Begin Exercise data

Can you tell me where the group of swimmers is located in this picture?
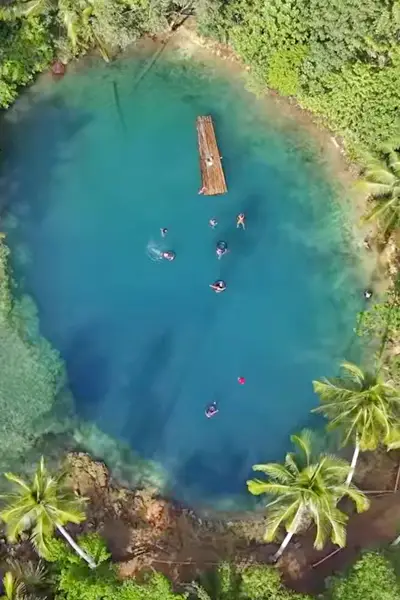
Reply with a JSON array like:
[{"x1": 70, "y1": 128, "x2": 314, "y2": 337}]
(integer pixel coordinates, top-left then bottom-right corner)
[
  {"x1": 155, "y1": 213, "x2": 246, "y2": 419},
  {"x1": 208, "y1": 213, "x2": 246, "y2": 294},
  {"x1": 160, "y1": 213, "x2": 246, "y2": 294}
]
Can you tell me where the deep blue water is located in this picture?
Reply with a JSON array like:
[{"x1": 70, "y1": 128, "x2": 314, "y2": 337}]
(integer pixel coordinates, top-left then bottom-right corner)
[{"x1": 1, "y1": 56, "x2": 363, "y2": 506}]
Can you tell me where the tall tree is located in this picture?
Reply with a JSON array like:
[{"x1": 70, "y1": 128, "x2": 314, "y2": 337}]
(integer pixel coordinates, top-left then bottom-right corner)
[
  {"x1": 313, "y1": 362, "x2": 400, "y2": 484},
  {"x1": 363, "y1": 147, "x2": 400, "y2": 237},
  {"x1": 0, "y1": 457, "x2": 96, "y2": 569},
  {"x1": 247, "y1": 430, "x2": 369, "y2": 560}
]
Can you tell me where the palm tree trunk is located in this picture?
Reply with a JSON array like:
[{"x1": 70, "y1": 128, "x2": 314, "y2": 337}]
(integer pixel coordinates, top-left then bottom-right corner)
[
  {"x1": 274, "y1": 506, "x2": 304, "y2": 562},
  {"x1": 56, "y1": 525, "x2": 97, "y2": 569},
  {"x1": 346, "y1": 437, "x2": 360, "y2": 485},
  {"x1": 391, "y1": 535, "x2": 400, "y2": 546}
]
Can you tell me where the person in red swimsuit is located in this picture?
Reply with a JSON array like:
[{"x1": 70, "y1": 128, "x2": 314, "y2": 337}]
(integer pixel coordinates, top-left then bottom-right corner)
[{"x1": 236, "y1": 213, "x2": 246, "y2": 229}]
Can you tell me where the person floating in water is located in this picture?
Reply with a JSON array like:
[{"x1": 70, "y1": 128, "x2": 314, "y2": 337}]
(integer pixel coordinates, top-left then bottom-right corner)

End Exercise data

Copy the data above line for line, omitting the pictures.

Can you tell me where the group of swimmers is located in this picture?
Reply with a JSON array like:
[{"x1": 70, "y1": 128, "x2": 314, "y2": 337}]
(integer pixel coordinates, top-left then bottom-right corner)
[
  {"x1": 155, "y1": 213, "x2": 246, "y2": 419},
  {"x1": 208, "y1": 213, "x2": 246, "y2": 294},
  {"x1": 160, "y1": 213, "x2": 246, "y2": 294}
]
Can you tell me where the deep blue water is located in this picture?
Reply with a JSON array like:
[{"x1": 70, "y1": 128, "x2": 314, "y2": 337}]
(integer pixel coordinates, top-left then bottom-right corner)
[{"x1": 1, "y1": 56, "x2": 363, "y2": 506}]
Can you tell me where the tall tree is located in this picture?
Reply with a JSON array like:
[{"x1": 70, "y1": 128, "x2": 314, "y2": 337}]
(integer pixel coordinates, top-left then bottom-right corner)
[
  {"x1": 313, "y1": 362, "x2": 400, "y2": 484},
  {"x1": 363, "y1": 147, "x2": 400, "y2": 237},
  {"x1": 0, "y1": 457, "x2": 96, "y2": 569},
  {"x1": 247, "y1": 430, "x2": 369, "y2": 560}
]
Can you tell me where the palm tree trunk is located in this picture?
Reply with a JSON array like:
[{"x1": 70, "y1": 128, "x2": 314, "y2": 337}]
(integer pixel coordinates, top-left then bottom-right corner)
[
  {"x1": 274, "y1": 506, "x2": 304, "y2": 562},
  {"x1": 56, "y1": 525, "x2": 97, "y2": 569},
  {"x1": 346, "y1": 437, "x2": 360, "y2": 485},
  {"x1": 391, "y1": 535, "x2": 400, "y2": 546}
]
Can you tell me where the person in red swimsuit is located in this picture?
Reply with a JSON array like:
[{"x1": 70, "y1": 128, "x2": 314, "y2": 337}]
(integer pixel coordinates, top-left then bottom-right corner)
[{"x1": 236, "y1": 213, "x2": 246, "y2": 229}]
Can you tell me where the person floating in water is located in this picture?
Reply with a JSON array like:
[{"x1": 70, "y1": 128, "x2": 314, "y2": 337}]
(integer pixel coordinates, top-left then bottom-right corner)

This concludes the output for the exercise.